**TO-DO LIST:**
[a] In the court opinion in Fischer v. Northwestern Mutual Life Insurance, on what date did Carl H.F. Fischer die?
[b] From the Fischer v. Northwestern Mutual Life Insurance opinion, return the passage running from "You take care" to "the $23,000 policy.", copied word for word.
[c] Pick up the Fischer v. Northwestern Mutual Life Insurance opinion after its final sentence and write what comes next.

**PASSAGE PROVIDED:**
☆ ☆ ☆ ☆ ☆

Fischer v. Northwestern Mutual Life Insurance

Plaintiff is the beneficiary of a policy in defendant insurance company on the life of her husband, Carl H.F. Fischer, who on August 12, 1928, insured with defendant company and received therefrom an insurance policy known as a "term policy." This policy, on August 5, 1931, was converted into an ordinary life policy with an annual premium due and payable on August 12th. In addition to this policy, Mr. Fischer carried two term policies with defendant company on which premiums were also payable on August 12th. Each of these policies contained a clause providing a 31-day period of grace for the payment of premiums.

Mr. Fischer became ill about July 8, 1932, with pleurisy and pneumonia. For some time prior *Page 8 thereto he had been suffering from a rheumatic heart. On August 10, 1932, Mr. Fischer wrote to the Detroit agent of the defendant company the following letter in his own hand:

"Aug. 10, 1932.

"MILTON L. WOODWARD, Gen. Agt., "Union Guardian Bldg. "Detroit, Mich. "Gentlemen:

"This is to notify you that I desire to cancel policy No. 2098921 in the Northwestern Mutual Life Insurance due Aug. 12, 1932. The policy is a straight life, sum $23,000. There is a dividend of $231.38 on this policy due Aug. 12th. Kindly credit my account with this amount and use same to pay other premiums due Aug. 12, 1932. Whatever cash surrender value there is to the policy in question, please put same to my credit.

"Very truly yours, "CARL H.F. FISCHER.

"848 Lawrence Ave. "Detroit, Mich."

In response to this letter, Mr. Hibbard, an agent of the defendant company, called to see Mr. Fischer and secured a surrender of the policy. During the conversation incidental to the signing of the surrender, Mr. Fischer said to the agent,

You take care of it for me and get out of it what you can for me, take care of it for me."

The surrender was forwarded to the home office at Milwaukee, Wisconsin, and was accepted August 13, 1932. Mr. Fischer's illness continued until his death, which occurred August 25, 1932. The company applied the cash surrender value of the policy to the payment of premiums on the other two policies and forwarded a check for the balance of $6.32 to the assured. This check was not received until after *Page 9 Mr. Fischer's death and was then returned to defendant. Plaintiff is now suing on the $23,000 policy.

It is the claim of the plaintiff that the surrender was obtained by fraud and unfair advantage; that the cancellation was contrary to the instructions of the insured, in that the policy through the 31-day grace period would protect the insured until September 12, 1932; that the surrender was without consideration; and that the surrender was ineffective because it was secured without the consent of plaintiff, the contract having been made in Wisconsin and therefore controlled by the Wisconsin statute. This statute, enacted in 1891, reads as follows (Wisconsin Statutes 1931, § 246.09):

"Any married woman may, in her own name or in the name of a third person as her trustee, with his assent, cause to be insured for her sole use the life of her husband, son or other person for any definite period or for the natural life of such person; and any person, whether her husband or not effecting any insurance on his own life or on the life of another may cause the same to be made payable or assign the policy to a married woman or to any person in trust for her or her benefit; and every such policy, where expressed to be for the benefit of or assigned or made payable to any married woman or any such trustee, shall be the sole and separate property of any such married woman and shall inure to her separate use and benefit and that of her children, and in case of her surviving the period or term of such policy the amount of the insurance and all proceeds and avails therefrom shall be payable to her or her trustee for her own use and benefit, free from control, disposition or claim of her husband and of the person effecting or assigning such insurance and from the claims of their respective representatives and creditors." *Page 10

By amendment in 1931, effective July 3, 1931, the following lines were added:

"Whether or not the right to change the beneficiary was reserved or permitted by the terms of the policy."

☆ ☆ ☆ ☆ ☆

**RECORDED INFORMATION:**
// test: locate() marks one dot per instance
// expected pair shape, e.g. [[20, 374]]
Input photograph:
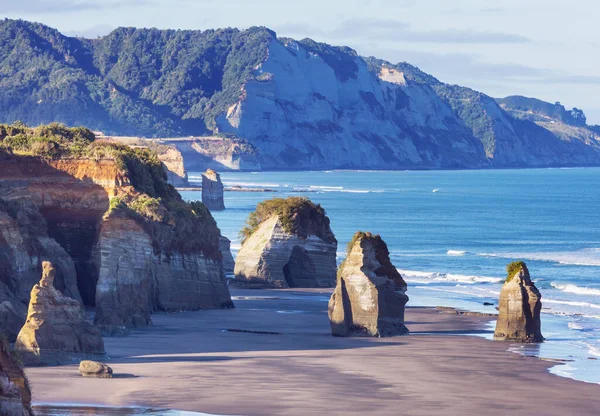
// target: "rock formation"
[[519, 307], [121, 238], [23, 243], [57, 328], [95, 369], [369, 297], [228, 262], [15, 395], [217, 153], [212, 191], [289, 243]]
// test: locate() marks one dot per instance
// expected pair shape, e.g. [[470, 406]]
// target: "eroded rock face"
[[131, 270], [272, 257], [228, 262], [15, 395], [95, 369], [212, 191], [519, 309], [56, 329], [23, 243], [369, 297]]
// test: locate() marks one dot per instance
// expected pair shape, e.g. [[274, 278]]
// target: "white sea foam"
[[432, 277], [578, 290], [572, 303], [253, 184], [585, 257]]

☆ ☆ ☆ ☆ ☆

**RESPONSE LIST:**
[a] August 25, 1932.

[b]
You take care of it for me and get out of it what you can for me, take care of it for me."

The surrender was forwarded to the home office at Milwaukee, Wisconsin, and was accepted August 13, 1932. Mr. Fischer's illness continued until his death, which occurred August 25, 1932. The company applied the cash surrender value of the policy to the payment of premiums on the other two policies and forwarded a check for the balance of $6.32 to the assured. This check was not received until after *Page 9 Mr. Fischer's death and was then returned to defendant. Plaintiff is now suing on the $23,000 policy.

[c]
We are not impressed with plaintiff's claim that the surrender was obtained through fraud and unfair advantage. While it is true that decedent was suffering from a serious heart ailment, yet it did not affect his mental capacities as evidenced by the letter he wrote to the company agent two days before he signed the surrender. This letter is an excellent example of a business letter and absolutely void of anything denoting a mental disturbance. Neither can it be said that Mr. Hibbard, the company agent, took any advantage of decedent's condition. Mr. Hibbard was invited there by decedent and before the surrender was signed advised decedent that the premium on the policy could be taken care of by an increased loan. Mrs. Fischer testified that her husband was rational when he signed the surrender and Dr. Price could not classify decedent's illness as a mental disorder.

We next come to plaintiff's contention that the surrender should have become effective as of a later date, but not beyond September 12, 1932. This is based upon decedent's instructions to the company agent when he said, "Take care of it * * * and get out of it what you can for me." While it is true that decedent could have deferred payment of the premium until September 12th, yet there were no such instructions given to the company agent at the time the surrender was signed. There was no duty upon the part of the agent to tell the assured of the effect of the 31-day grace period. We can assume that neither party had any idea that a month's time *Page 11 would have any material effect on the rights of the insured or his beneficiary. Neither the company agent nor the physicians were aware that the assured's afflictions were to be so imminently fatal. We think that the action of the agent in forwarding the surrender to the home office when he did was a compliance with the insured's request.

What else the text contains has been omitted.